**Set problem**
Copy the listing from the line containing "Verify that every instance of the tree trunk" through its end, requests included, and raise every x and y coordinate in the answers by 45. Leave the numbers inside the requests unchanged.

******

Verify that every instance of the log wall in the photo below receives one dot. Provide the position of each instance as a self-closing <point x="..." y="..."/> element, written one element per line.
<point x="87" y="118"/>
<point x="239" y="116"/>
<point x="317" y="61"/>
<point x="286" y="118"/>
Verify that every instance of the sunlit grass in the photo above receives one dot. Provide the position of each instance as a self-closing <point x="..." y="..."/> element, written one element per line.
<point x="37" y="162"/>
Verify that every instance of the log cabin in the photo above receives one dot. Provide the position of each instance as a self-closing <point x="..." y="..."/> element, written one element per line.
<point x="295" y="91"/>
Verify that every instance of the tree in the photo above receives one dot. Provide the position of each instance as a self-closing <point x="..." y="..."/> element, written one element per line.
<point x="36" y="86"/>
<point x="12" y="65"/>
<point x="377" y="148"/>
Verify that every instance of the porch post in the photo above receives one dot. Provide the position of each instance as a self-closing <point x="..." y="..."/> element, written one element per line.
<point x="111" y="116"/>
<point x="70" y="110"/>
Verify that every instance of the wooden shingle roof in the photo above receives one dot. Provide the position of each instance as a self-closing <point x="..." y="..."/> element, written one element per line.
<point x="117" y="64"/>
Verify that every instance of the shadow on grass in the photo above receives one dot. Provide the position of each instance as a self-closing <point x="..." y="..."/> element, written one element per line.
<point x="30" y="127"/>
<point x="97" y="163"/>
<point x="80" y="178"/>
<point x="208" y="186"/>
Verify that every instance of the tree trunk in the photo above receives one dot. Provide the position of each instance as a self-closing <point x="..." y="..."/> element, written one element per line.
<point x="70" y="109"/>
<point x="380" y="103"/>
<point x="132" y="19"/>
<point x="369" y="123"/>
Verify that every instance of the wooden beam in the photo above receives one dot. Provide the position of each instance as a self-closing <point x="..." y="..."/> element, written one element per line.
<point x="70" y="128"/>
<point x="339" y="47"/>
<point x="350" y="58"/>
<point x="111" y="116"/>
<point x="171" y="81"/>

******

**Result**
Verify that every instance of the tree trunk in the photo above receives one dot. Provide the position of each instance as a self-closing <point x="..." y="..."/> element, written one element per line.
<point x="115" y="154"/>
<point x="425" y="148"/>
<point x="177" y="64"/>
<point x="414" y="168"/>
Verify that every instance of the wooden beam in the photo above receives one dot. Provide the position of each instance as a self-closing <point x="..." y="..."/> element, written one element per line.
<point x="115" y="173"/>
<point x="384" y="92"/>
<point x="395" y="103"/>
<point x="156" y="161"/>
<point x="216" y="126"/>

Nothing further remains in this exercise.